==== Source data ====

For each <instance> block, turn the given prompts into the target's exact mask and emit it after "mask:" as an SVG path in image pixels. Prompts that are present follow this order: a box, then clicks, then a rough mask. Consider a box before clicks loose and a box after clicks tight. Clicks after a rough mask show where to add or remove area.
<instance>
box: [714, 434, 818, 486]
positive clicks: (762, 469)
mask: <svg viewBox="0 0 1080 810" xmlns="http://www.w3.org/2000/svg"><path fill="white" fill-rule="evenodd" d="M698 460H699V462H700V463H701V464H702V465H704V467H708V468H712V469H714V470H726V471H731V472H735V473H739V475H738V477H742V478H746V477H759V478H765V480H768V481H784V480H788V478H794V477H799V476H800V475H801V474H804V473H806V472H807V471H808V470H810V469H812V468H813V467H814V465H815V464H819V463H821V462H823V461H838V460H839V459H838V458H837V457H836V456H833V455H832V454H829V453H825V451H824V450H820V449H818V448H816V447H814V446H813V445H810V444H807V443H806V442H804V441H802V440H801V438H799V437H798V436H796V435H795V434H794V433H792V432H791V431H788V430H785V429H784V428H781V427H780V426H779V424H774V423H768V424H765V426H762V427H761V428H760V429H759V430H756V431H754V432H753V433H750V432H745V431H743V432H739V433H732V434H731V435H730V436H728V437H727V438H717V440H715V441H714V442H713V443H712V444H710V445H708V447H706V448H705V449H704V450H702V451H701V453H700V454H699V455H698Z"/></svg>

====

**Task description**
Print all of the entries above again, line for line, without changing anything.

**Answer to the problem**
For each <instance> block, turn the given prompts into the target's exact mask and emit it after "mask:" as an SVG path in image pixels. Prompts that are present follow this order: a box, then clicks, then a rough mask. Consider a box before clicks loose and a box after clicks tight. Clicks after a rough mask show where to add or remove area.
<instance>
box: [714, 434, 818, 486]
positive clicks: (762, 469)
mask: <svg viewBox="0 0 1080 810" xmlns="http://www.w3.org/2000/svg"><path fill="white" fill-rule="evenodd" d="M698 460H699V462H700V463H701V464H702V465H704V467H708V468H712V469H714V470H726V471H731V472H735V473H739V475H738V477H742V478H746V477H759V478H765V480H768V481H784V480H788V478H794V477H799V476H800V475H801V474H804V473H806V472H807V471H808V470H810V469H812V468H813V467H814V465H815V464H819V463H821V462H823V461H838V460H839V459H838V458H837V457H836V456H833V455H832V454H829V453H825V451H824V450H820V449H818V448H816V447H814V446H813V445H810V444H807V443H806V442H804V441H802V440H801V438H799V437H798V436H796V435H795V434H794V433H792V432H791V431H788V430H785V429H784V428H781V427H780V426H779V424H774V423H768V424H765V426H762V427H761V428H760V429H759V430H756V431H754V432H753V433H750V432H745V431H743V432H739V433H732V434H731V435H730V436H728V437H727V438H717V440H715V441H714V442H713V443H712V444H710V445H708V447H706V448H705V449H704V450H702V451H701V453H700V454H699V455H698Z"/></svg>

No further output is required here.